> [Problem requirements]:
Write out every one of the records below line for line, with no changes.

• • • •

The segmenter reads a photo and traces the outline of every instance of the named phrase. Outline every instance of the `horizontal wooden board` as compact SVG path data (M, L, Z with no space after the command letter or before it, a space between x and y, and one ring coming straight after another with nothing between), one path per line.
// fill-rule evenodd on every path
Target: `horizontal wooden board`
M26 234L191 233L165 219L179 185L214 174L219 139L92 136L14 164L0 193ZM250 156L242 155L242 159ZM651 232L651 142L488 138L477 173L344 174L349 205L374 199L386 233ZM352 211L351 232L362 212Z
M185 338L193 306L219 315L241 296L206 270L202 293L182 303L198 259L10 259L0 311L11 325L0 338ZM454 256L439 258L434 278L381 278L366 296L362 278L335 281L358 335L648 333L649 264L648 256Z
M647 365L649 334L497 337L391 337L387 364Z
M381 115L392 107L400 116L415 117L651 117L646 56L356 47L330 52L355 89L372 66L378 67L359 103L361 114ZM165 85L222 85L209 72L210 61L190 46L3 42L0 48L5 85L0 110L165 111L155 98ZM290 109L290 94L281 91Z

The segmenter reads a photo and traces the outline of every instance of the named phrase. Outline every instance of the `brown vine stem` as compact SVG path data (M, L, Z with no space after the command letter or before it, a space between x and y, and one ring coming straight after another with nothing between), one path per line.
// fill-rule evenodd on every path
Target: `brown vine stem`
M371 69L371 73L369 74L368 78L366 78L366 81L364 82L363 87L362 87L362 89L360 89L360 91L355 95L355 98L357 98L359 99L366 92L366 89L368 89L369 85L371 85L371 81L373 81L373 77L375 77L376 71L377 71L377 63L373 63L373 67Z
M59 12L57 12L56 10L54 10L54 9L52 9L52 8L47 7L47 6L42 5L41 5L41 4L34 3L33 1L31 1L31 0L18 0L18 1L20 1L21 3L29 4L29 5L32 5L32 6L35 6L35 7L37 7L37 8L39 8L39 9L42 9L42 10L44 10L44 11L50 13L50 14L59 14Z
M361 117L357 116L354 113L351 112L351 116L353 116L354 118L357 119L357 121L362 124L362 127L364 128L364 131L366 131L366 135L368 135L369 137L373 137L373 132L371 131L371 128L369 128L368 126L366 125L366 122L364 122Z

• • • •

> [Correct result]:
The segmenter reads a photo and traces the outline of every instance of the named phrase. Outline every instance of the `horizontal wooden board` as compact SVG path data (M, L, Z with no space after the command letter or before it, a space between x and y, and one ring coming straight after another with nothing between), one path per line.
// fill-rule evenodd on every path
Target: `horizontal wooden board`
M26 234L191 233L165 219L179 185L214 174L219 139L92 136L14 164L0 193ZM250 156L242 155L242 159ZM651 232L651 142L488 138L477 173L344 174L349 205L374 199L386 233ZM352 211L351 232L362 212Z
M185 338L193 306L219 315L241 296L206 270L202 293L182 303L198 259L10 259L0 311L11 325L0 338ZM454 256L439 258L434 278L381 278L366 296L362 278L335 281L358 335L648 333L649 264L648 256Z
M647 365L649 334L497 337L391 337L387 364Z
M381 115L392 107L400 116L415 117L651 117L646 56L356 47L330 52L355 89L372 66L378 67L359 103L361 114ZM165 85L222 85L209 72L210 61L190 46L3 42L0 48L5 85L0 110L165 111L155 98ZM290 109L290 94L281 91Z

The segmenter reads a photo and traces the outline of every instance of the named phrase. Outline every instance of the `brown vine stem` as compact SVG path data (M, L, Z with no space after the command letter or before it, a space between x and y, and one ring coming straight after another with nothing between), one path per line.
// fill-rule evenodd on every path
Target: `brown vine stem`
M371 69L371 73L369 74L368 78L366 78L366 81L364 82L363 87L362 87L362 89L360 89L360 91L355 95L355 98L357 98L359 99L366 92L366 89L368 89L369 85L371 85L371 81L373 81L373 77L375 77L376 71L377 71L377 63L373 63L373 67Z
M59 12L57 12L56 10L54 10L54 9L52 9L52 8L47 7L47 6L42 5L41 5L41 4L34 3L33 1L31 1L31 0L18 0L18 1L20 1L21 3L29 4L29 5L32 5L32 6L35 6L35 7L37 7L37 8L39 8L39 9L42 9L42 10L44 10L44 11L50 13L50 14L59 14Z
M361 117L357 116L354 113L351 112L351 116L353 116L354 118L357 119L357 121L362 124L362 127L364 128L364 131L366 131L366 135L368 135L369 137L373 137L373 132L371 131L371 128L369 128L368 126L366 125L366 122L364 122Z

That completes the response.